Apr 21 2021.views 393
This week on the buzz I speak to a team of people who have taken the time to give back to society. The Covid lifestyle sure did break us financially, mentally and more than everything our spirit to do more. The creative industry sure did suffer a lot with many losing gigs and with all the downsizing. Today I speak to the team who came forward to help out our talented artistes who are stuck with no jobs during these pressing times with a fundraiser in Aussie. I sat down with them for a quick chat.
How is the situation for the local western music artists in our country? The local Western music artists and the industry as a whole have been decimated by the pandemic, many musicians whose sole means of livelihood were abruptly bereft of their only means of keeping the home fires burning.
What sparked the idea? The idea of lending a helping hand came about from a casual conversation between Sohan Weerasinghe and myself (Imran) while discussing the unfortunate situation many of the people we knew and worked within the industry are in and it was time to give back to an industry which had given us so much.
How are the committees helping the artists during these times? There are many committees that are endeavouring to help artists, and every little bit helps. Some of those who reached out to us we realised, didn’t have connections to these organisations for whatever reason. Both Sohan and I did know them, had worked with them and understood that they had a genuine need hence our decision to lend a helping hand.
Tell me about the upcoming fundraiser in Australia? Since I have been in Melbourne in the past few months, in another one of our chats between Sohan and myself, we realised the funds we had collected in January were almost over but there was still a large number of people who needed our continued support. At the same time, I happened to meet Gerry Melder who owned an art gallery in Melbourne housed in an industrial warehouse, called MULBURY which had a beautiful event space, similar to Park Street Mews in Colombo. Gerry when learning of what we were doing promptly offered his venue for a fundraiser. From this point, it began to snowball with the addition of Sonali Lindsay ex Champagne & Chris Mant ex Heat who are now residing in Melbourne and part of a band called Cloud 9 also in the entertainment line up was Shivantha Wijesinha, another Sri Lankan making his mark on the world stage as singer, actor and musician. Emageia a global tech company with offices in Sri Lanka came on board and we are now all set with more from the community joining in as word got around.

**Material provided:**
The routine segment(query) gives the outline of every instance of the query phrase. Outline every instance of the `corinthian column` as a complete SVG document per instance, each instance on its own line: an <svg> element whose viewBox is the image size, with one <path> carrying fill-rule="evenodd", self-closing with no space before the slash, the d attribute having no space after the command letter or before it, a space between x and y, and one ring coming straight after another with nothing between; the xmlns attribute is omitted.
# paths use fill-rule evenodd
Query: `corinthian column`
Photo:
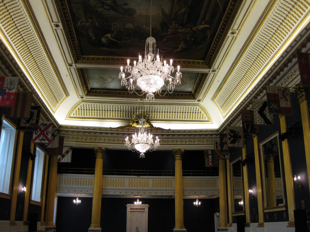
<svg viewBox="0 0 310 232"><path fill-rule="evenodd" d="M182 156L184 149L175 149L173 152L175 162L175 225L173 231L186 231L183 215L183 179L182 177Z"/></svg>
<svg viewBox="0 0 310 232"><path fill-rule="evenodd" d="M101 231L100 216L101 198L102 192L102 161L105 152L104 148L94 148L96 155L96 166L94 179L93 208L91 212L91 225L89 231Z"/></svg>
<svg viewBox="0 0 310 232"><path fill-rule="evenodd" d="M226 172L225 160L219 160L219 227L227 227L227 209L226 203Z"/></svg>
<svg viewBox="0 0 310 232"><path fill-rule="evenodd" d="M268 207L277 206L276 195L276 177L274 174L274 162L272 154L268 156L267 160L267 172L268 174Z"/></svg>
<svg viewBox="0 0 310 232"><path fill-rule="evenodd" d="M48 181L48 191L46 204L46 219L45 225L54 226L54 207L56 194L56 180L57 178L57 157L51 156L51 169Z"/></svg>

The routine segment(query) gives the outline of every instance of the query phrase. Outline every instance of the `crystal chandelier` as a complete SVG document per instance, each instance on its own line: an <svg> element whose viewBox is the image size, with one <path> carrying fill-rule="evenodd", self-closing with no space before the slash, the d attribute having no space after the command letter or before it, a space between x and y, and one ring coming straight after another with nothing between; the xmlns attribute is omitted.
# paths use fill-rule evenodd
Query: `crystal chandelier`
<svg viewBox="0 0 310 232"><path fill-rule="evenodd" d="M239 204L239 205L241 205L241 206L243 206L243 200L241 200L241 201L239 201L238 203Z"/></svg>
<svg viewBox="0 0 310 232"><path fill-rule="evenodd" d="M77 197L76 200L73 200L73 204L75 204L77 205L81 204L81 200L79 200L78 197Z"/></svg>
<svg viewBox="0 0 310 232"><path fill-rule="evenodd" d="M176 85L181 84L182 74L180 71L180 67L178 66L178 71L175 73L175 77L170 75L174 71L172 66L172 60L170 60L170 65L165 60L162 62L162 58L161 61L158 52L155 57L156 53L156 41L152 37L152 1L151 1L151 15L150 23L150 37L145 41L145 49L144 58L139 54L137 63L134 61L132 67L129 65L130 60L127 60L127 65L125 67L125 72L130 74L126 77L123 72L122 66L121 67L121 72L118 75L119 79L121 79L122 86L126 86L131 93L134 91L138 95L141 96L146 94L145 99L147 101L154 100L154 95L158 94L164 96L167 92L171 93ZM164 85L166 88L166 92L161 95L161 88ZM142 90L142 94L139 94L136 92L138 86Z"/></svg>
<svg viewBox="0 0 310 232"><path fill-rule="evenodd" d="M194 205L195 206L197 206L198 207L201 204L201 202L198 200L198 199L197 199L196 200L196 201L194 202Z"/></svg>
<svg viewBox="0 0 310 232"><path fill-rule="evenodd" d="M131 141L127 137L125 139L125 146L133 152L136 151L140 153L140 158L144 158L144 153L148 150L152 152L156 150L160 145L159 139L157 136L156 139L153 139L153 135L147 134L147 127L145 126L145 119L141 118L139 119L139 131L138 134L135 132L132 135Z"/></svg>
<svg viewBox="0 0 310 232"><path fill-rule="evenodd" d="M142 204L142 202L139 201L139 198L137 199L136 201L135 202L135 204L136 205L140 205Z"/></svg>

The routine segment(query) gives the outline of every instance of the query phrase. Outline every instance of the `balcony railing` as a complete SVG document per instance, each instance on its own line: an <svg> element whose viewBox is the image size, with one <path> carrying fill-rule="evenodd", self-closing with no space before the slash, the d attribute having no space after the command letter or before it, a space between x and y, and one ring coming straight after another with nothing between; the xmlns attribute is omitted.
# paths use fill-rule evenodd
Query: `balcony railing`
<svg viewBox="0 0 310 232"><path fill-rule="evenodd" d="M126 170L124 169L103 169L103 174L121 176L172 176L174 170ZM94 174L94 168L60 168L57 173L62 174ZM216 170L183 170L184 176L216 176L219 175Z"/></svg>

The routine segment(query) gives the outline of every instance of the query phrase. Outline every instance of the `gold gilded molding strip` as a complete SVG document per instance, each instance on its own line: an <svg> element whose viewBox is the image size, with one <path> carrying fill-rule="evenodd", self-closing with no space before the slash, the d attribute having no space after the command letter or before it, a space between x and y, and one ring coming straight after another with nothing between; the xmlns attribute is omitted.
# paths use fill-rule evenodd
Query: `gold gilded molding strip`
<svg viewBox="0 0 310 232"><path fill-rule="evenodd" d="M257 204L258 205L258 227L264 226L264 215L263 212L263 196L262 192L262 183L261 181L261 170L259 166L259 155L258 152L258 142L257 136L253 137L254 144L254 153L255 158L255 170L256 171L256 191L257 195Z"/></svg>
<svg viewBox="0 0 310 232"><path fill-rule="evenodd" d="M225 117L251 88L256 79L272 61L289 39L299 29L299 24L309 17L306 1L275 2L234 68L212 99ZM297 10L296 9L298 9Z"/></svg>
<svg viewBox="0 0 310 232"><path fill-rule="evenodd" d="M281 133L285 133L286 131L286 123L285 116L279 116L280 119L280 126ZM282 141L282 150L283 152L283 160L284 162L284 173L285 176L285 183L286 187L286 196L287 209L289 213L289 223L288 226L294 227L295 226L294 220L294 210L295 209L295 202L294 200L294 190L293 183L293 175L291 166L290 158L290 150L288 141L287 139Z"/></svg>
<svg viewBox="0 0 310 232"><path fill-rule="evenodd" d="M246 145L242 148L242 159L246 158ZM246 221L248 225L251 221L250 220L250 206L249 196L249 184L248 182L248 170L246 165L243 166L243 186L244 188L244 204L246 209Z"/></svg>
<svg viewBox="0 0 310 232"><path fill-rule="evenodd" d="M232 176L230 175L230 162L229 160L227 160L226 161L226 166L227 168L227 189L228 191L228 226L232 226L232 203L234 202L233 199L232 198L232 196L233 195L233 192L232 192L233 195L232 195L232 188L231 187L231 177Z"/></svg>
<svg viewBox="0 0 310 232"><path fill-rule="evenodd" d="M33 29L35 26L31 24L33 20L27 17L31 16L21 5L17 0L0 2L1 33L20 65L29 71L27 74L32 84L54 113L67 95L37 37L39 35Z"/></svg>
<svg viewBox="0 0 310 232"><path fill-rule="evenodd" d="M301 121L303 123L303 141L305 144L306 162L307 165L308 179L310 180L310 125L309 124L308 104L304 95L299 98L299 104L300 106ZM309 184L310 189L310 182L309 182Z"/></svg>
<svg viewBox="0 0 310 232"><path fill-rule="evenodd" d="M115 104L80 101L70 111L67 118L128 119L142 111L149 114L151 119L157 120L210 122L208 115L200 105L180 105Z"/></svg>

**Tasks to complete:**
a. Revise the fundraiser interview between "What sparked the" and "us so much.", inclusive, replacing "casual conversation" with "brief conversation".
b. According to the fundraiser interview, who owned the Melbourne art gallery that was offered as the venue for the fundraiser?
c. Continue the interview about the artists' fundraiser from the point at which it ends.

**Answers:**
a.
What sparked the idea? The idea of lending a helping hand came about from a brief conversation between Sohan Weerasinghe and myself (Imran) while discussing the unfortunate situation many of the people we knew and worked within the industry are in and it was time to give back to an industry which had given us so much.

b. Gerry Melder

c.
How many artists are in the count? And how can one help? Locally the best way to assist would be to get in touch with Sohan Weerasinghe through his social media pages. as for how many musicians are in the count we have never really looked at the numbers, but almost daily or weekly we hear of people in the industry who need assistance and Sohan then reaches out to see what could be done.
Do you feel the music industry has changed? Has it changed for the better? The music industry has
changed whether it has changed for the better is a matter of opinion. I grew up with musicians who were absolutely brilliant at what they did, performers, entertainers who lived for their music with the stage as their kingdoms, passion for performing was their motivation. There were no auto-tunes, lip-syncing, meaningless dances as props instead there was raw talent and energy that held audiences in their thrall, right now to some its just a business, but having said that we have the Umara & Umaria Sinhawansa, the Randhir Witanas, Corrinne Almeidas and a host of other artists and bands who keep the flag of pure entertainment flying, unfortunately in a minority but hopefully, in a majority with the new artistes we see emerging.